> [Набор данных]
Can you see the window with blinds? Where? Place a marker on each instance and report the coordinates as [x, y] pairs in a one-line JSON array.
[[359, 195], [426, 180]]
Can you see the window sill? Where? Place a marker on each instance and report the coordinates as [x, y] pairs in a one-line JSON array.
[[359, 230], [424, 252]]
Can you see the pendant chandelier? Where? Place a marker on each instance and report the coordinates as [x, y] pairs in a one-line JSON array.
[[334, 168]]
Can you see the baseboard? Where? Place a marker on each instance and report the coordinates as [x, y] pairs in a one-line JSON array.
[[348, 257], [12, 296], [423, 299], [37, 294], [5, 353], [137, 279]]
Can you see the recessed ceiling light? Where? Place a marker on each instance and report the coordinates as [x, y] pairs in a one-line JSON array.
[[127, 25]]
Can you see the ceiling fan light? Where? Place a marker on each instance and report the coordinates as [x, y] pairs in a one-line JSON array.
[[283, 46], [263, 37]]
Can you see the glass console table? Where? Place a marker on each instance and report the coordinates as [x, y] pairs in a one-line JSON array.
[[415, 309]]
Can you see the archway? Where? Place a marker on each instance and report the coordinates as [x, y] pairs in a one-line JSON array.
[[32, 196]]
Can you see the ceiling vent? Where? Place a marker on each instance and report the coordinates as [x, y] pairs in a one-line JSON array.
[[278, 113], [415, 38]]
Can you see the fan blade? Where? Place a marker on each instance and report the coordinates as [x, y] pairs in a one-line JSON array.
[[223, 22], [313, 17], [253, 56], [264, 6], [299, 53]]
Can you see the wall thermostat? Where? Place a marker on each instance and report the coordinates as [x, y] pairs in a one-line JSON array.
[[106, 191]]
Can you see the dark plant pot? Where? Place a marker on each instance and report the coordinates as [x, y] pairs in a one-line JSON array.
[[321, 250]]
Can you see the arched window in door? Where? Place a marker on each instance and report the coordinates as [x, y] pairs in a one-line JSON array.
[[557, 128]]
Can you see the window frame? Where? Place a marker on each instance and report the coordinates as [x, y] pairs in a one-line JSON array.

> [Цель] Процитируйте все приведённые выше данные дословно, от первой строки до последней.

> [Полный ответ]
Can you see the window with blinds? Where? Place a marker on each instance and report the coordinates as [x, y] pairs in a one-line JSON array.
[[359, 195], [426, 180]]
Can you see the window sill? Where? Place a marker on each instance and report the coordinates as [x, y] pairs in a one-line JSON array.
[[359, 230], [424, 252]]
Can you see the pendant chandelier? Where? Place a marker on each instance and report the coordinates as [x, y] pairs in a one-line JSON array.
[[334, 168]]
Can you see the baseboard? Where? Place a marker on each instance and report the coordinates as [x, y] pairs in a one-line JSON array.
[[348, 257], [12, 296], [423, 299], [37, 294], [5, 353], [137, 279]]
Can you see the recessed ceiling light? Where? Place a marker on each instance and report the coordinates as [x, y] pairs in a one-line JSON array.
[[127, 25]]
Can you see the ceiling fan light? Where? Place a marker on each instance and report the coordinates as [x, y] pairs in a one-line JSON array.
[[283, 46], [263, 37]]
Can you see the glass console table? Where? Place a marker on each instance and report the coordinates as [x, y] pairs in a one-line JSON array.
[[415, 309]]
Can you see the archway? Where? Place a marker on each instance and report the coordinates as [x, y] pairs in a one-line JSON array.
[[32, 196]]
Can you see the ceiling vent? Where? Place a marker on each instance and report the coordinates as [x, y] pairs in a one-line JSON array.
[[278, 113], [415, 38]]
Can you see the fan blade? Where? Place a marker on each instance and report the coordinates as [x, y] pairs in a one-line JSON array.
[[223, 22], [313, 17], [253, 56], [264, 6], [299, 53]]
Can you see the wall thermostat? Where? Place a marker on each instance and report the coordinates as [x, y] pairs in a one-line JSON array.
[[106, 191]]
Can you see the dark plant pot? Where? Place a marker on each instance and report the coordinates as [x, y] pairs in a one-line JSON array.
[[321, 250]]
Can you see the arched window in door? Where? Place a marker on each instance and report the coordinates as [x, y] pairs in a one-line JSON array.
[[557, 128]]
Can you see the window frame? Where? Place a marker on each instance and report the coordinates as [x, y] pairs in a one-line JSON array.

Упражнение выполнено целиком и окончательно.